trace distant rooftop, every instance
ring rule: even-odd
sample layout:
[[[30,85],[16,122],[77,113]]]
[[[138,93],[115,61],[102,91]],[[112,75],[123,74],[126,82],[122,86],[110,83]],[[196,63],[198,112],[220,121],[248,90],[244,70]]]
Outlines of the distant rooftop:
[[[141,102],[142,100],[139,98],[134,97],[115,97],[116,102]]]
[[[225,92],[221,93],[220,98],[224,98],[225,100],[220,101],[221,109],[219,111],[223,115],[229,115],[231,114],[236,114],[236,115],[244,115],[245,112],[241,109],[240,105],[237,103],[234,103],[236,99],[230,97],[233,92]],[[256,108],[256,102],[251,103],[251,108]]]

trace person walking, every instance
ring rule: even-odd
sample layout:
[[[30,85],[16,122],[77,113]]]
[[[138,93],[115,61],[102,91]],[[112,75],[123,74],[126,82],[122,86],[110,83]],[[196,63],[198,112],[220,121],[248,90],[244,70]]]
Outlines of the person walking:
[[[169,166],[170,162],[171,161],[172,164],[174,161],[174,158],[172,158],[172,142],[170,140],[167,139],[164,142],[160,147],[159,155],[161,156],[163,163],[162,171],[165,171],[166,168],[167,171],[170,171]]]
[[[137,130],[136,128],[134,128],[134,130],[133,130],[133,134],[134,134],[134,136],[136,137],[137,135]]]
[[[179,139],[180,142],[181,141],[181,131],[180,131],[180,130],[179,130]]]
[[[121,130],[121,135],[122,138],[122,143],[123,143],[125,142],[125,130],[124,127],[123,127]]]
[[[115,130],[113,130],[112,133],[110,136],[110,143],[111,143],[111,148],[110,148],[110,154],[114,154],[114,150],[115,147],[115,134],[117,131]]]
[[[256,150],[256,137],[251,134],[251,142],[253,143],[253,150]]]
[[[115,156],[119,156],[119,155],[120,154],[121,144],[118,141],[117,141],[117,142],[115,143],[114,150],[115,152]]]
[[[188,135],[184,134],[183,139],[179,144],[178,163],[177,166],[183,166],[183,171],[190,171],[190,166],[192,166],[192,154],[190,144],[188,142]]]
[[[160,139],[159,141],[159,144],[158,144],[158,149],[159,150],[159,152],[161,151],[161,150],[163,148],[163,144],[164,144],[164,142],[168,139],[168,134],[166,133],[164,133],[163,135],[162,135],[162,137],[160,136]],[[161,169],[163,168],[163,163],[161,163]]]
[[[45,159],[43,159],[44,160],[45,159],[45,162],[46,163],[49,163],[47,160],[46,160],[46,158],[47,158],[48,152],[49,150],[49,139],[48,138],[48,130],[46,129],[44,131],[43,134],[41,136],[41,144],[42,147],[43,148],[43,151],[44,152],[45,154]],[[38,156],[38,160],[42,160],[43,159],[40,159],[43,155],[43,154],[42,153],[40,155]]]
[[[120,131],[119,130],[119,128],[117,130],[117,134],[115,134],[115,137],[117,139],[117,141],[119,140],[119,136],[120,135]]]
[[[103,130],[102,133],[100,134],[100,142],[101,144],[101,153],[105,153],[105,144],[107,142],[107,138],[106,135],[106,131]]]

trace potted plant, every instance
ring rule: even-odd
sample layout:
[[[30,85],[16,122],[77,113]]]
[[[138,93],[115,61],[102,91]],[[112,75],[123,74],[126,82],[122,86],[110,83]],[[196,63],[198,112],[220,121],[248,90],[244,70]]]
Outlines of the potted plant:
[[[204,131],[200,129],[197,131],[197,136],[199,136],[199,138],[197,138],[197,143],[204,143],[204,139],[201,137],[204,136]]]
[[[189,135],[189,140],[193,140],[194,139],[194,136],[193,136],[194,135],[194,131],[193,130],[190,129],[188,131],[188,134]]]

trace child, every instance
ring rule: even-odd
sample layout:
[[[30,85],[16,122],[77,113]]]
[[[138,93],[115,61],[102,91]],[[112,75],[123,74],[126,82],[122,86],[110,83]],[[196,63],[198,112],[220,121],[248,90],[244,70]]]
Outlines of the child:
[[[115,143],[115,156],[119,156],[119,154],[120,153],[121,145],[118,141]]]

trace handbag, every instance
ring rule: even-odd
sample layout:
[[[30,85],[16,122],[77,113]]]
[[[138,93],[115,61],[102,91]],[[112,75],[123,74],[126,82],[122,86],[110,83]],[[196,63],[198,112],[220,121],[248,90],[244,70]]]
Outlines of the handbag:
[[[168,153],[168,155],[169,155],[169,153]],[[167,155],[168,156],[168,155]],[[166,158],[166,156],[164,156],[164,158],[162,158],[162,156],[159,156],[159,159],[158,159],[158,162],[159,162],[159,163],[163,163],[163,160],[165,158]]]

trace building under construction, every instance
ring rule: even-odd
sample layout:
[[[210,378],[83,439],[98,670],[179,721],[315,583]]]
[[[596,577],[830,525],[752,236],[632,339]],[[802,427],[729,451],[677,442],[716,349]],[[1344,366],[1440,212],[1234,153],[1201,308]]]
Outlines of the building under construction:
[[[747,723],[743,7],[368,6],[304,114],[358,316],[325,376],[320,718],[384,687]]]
= = = = = = =
» GOAL OF THE EXERCISE
Copy out all of the records shown above exactly.

» THE RESPONSE
trace distant rooftop, every instance
ring rule: even-odd
sample layout:
[[[30,85],[16,122],[77,113]]]
[[[138,93],[115,61],[102,91]],[[112,75],[123,74],[126,82],[122,86],[110,83]],[[196,63],[198,112],[220,121],[248,90],[244,70]]]
Outlines of the distant rooftop:
[[[141,102],[142,100],[139,98],[134,97],[115,97],[116,102]]]
[[[225,92],[221,93],[220,98],[224,98],[225,100],[220,101],[221,109],[219,111],[223,115],[229,115],[231,114],[236,114],[236,115],[244,115],[245,112],[241,109],[240,105],[237,103],[234,103],[236,99],[230,97],[233,92]],[[256,108],[256,102],[251,103],[251,108]]]

trace person walking, every instance
ring rule: even-odd
sample layout:
[[[30,85],[16,122],[77,113]]]
[[[138,93],[115,61],[102,91]],[[112,75],[123,74],[126,82],[122,86],[110,83]],[[196,63],[198,112],[220,121],[248,90],[244,70]]]
Outlines of the person walking:
[[[169,166],[170,162],[171,161],[172,164],[174,161],[174,158],[172,158],[172,142],[170,140],[167,139],[164,142],[160,147],[159,155],[161,156],[163,163],[162,171],[165,171],[166,168],[167,171],[170,171]]]
[[[137,130],[136,128],[134,128],[134,130],[133,130],[133,134],[134,134],[134,136],[136,137],[137,135]]]
[[[179,139],[180,142],[181,141],[181,131],[180,131],[180,130],[179,130]]]
[[[121,130],[121,135],[122,138],[122,143],[123,143],[125,142],[125,130],[124,127],[123,127]]]
[[[115,130],[113,130],[112,133],[110,136],[110,143],[111,143],[111,148],[110,148],[110,154],[114,154],[114,150],[115,147],[115,134],[117,131]]]
[[[256,150],[256,137],[251,134],[251,142],[253,143],[253,150]]]
[[[115,156],[119,156],[119,155],[120,154],[121,144],[118,141],[117,141],[117,142],[115,143],[114,150],[115,152]]]
[[[188,135],[184,134],[183,139],[179,144],[178,163],[177,166],[183,166],[183,171],[190,171],[190,166],[192,166],[192,154],[190,144],[188,142]]]
[[[160,139],[159,141],[159,144],[158,144],[158,149],[159,150],[159,152],[161,151],[161,150],[163,148],[163,144],[164,144],[164,142],[168,139],[168,134],[166,133],[164,133],[163,135],[162,135],[162,137],[160,136]],[[161,169],[163,168],[163,163],[161,163]]]
[[[45,159],[43,159],[44,160],[45,159],[45,162],[46,163],[49,163],[47,160],[46,160],[46,158],[47,158],[48,152],[49,150],[49,139],[48,138],[48,130],[46,129],[44,131],[43,134],[41,136],[41,144],[42,147],[43,148],[43,151],[44,152],[45,154]],[[38,156],[38,160],[42,160],[43,159],[40,159],[43,155],[43,154],[42,153],[40,155]]]
[[[120,131],[119,130],[119,128],[117,130],[117,134],[115,134],[115,137],[117,139],[117,141],[119,140],[119,136],[120,135]]]
[[[103,130],[102,133],[100,134],[100,142],[101,144],[101,153],[105,153],[105,144],[107,142],[107,138],[106,135],[106,131]]]

trace potted plant, every instance
ring rule: even-odd
sample layout:
[[[30,85],[16,122],[77,113]]]
[[[138,93],[115,61],[102,91]],[[112,75],[123,74],[126,82],[122,86],[110,83]],[[196,63],[198,112],[220,121],[248,90],[244,70]]]
Outlines of the potted plant:
[[[204,131],[200,129],[197,131],[197,136],[199,136],[199,138],[197,138],[197,143],[204,143],[204,139],[201,137],[204,136]]]
[[[189,135],[189,140],[193,140],[194,139],[194,136],[193,136],[194,135],[194,131],[193,130],[190,129],[188,131],[188,134]]]

trace child, every instance
ring rule: even-odd
sample layout:
[[[30,85],[16,122],[77,113]]]
[[[138,93],[115,61],[102,91]],[[112,75],[123,74],[126,82],[122,86],[110,83]],[[196,63],[198,112],[220,121],[248,90],[244,70]]]
Outlines of the child:
[[[115,143],[115,156],[119,156],[119,154],[120,153],[121,145],[118,141]]]

trace handbag, every instance
ring rule: even-odd
sample layout:
[[[30,85],[16,122],[77,113]]]
[[[138,93],[115,61],[102,91]],[[112,75],[123,74],[126,82],[122,86],[110,83]],[[196,63],[198,112],[220,121],[248,90],[244,70]]]
Outlines of the handbag:
[[[168,153],[168,155],[169,155],[169,153]],[[167,155],[168,156],[168,155]],[[166,158],[166,156],[164,156],[164,158],[162,158],[162,156],[159,156],[159,159],[158,159],[158,162],[159,162],[159,163],[163,163],[163,160],[165,158]]]

trace building under construction, every instance
ring rule: even-odd
sample layout:
[[[210,378],[83,439],[98,670],[179,721],[315,583]]]
[[[596,577],[830,525],[752,236],[632,339]],[[802,427],[729,451],[677,442],[716,349]],[[1344,366],[1440,212],[1234,153],[1201,308]]]
Outlines of the building under construction:
[[[747,723],[743,7],[368,6],[304,114],[358,316],[325,376],[320,718],[384,687]]]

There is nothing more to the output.